- _EXERCISE INSTRUCTIONS_
1 > According to the article excerpt on women in automotive sales, how many years did Shirley Rupp spend at Long Chevrolet before coming to Elmhurst Dodge?
2 > From the article excerpt on women in automotive sales, return verbatim the passage that begins with the words containing "In fact, Rupp" and ends with "of closing sales.".

-- DOCUMENT SECTION start --

Vitulano personally attends to the accuracy of condition reports (often accompanied by photos), and sees to it that auction clients are given one-day service on clean-up, mechanical and maintenance operations. Although auctions are only held one day each week, the preparations that make for a smooth-rolling Thursday are a full-time job.

Additionally, Vitulano must regu­larly find time to contact potential new clients and sell them on her auc­tion’s ability to satisfy both buyer and seller. Vitulano admits she still occa­sionally runs into men who indicate they would prefer to do business with an auction run by a man. “But that’s their problem,” she philosophically observes. Most of my business contacts judge me on my ability, not my sex, and most people leave the auction sat­isfied with our service,” she declares.

THREE MILLION DOLLAR FLEET SALES EXECUTIVE

As the 1976 model year draws to a close, Shirley Rupp’s fleet sales tally approaches the $3 million mark, repre­senting some 600 new cars, vans and light trucks she sold through the fleet department of Elmhurst Dodge in Elmhurst, Illinois. Rupp’s impressive sales record is currently running some 50-percent ahead of the 1975 model year, which was her first full year of operation after she convinced the Elm­hurst Dodge management to let her set up a fleet sales department.

Rupp came to Elmhurst Dodge af­ter seven years with Long Chevrolet, also in the Chicago suburb of Elmhurst. Most of Rupp’s customers are men who buy cars for such fleet operators as Hertz, Avis, National Equipment Leasing and Consolidated Leasing Cor­poration. With her proven abilities to find cars “lost” in transit, solve “lost” mail problems and efficiently execute drop shipments through dealers all over the country, Rupp has long since overcome any male reluctance to do business with her because of her sex.

In fact, Rupp believes she has an edge over many men who work in fleet sales because her customers tend to be more “gallant” with her than they would be with a man. Rupp believes automotive sales work is “filled with expanding opportunities for women.” But she cautions that women entering the field must expect to start in gener­al office work (as she did), where they can learn to deal with the endless de­tails of the craft, then move up to the more lucrative and rewarding experi­ence of closing sales.

Like any good sales executive, Rupp does not sit behind her desk waiting for customers to come to her with cash in hand. Instead, she regular­ly calls on fleet people and firmly spells out the reasons they should buy from her. “The name of the game is service,” Rupp declares, and the fact that a hefty percentage of her custom­ers are repeat buyers is evidence that she knows how to provide the kind of service that translates to an ever up­ ward curve on the Elmhurst Dodge sales chart.

‘DEN MOTHER’ TO 500 SALESMEN

Like Susan Looney, Doris Doyle is a corporate fleet administrator whose cars are driven by a national sales fleet spotted all across the country. But be­cause Doyle’s fleet is seven times as large as Looney’s, it figures that the problems she must regularly solve would be proportionally greater.

-- DOCUMENT SECTION end --
-- SUPPLIED INFORMATION start --

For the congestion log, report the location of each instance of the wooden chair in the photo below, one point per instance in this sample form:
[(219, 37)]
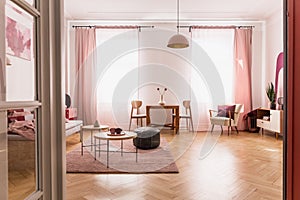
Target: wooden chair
[(135, 105), (230, 119), (187, 115)]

-- SUPPLIED INFORMATION end --

- _TASK RESULTS_
1 > Seven years.

2 >
In fact, Rupp believes she has an edge over many men who work in fleet sales because her customers tend to be more “gallant” with her than they would be with a man. Rupp believes automotive sales work is “filled with expanding opportunities for women.” But she cautions that women entering the field must expect to start in gener­al office work (as she did), where they can learn to deal with the endless de­tails of the craft, then move up to the more lucrative and rewarding experi­ence of closing sales.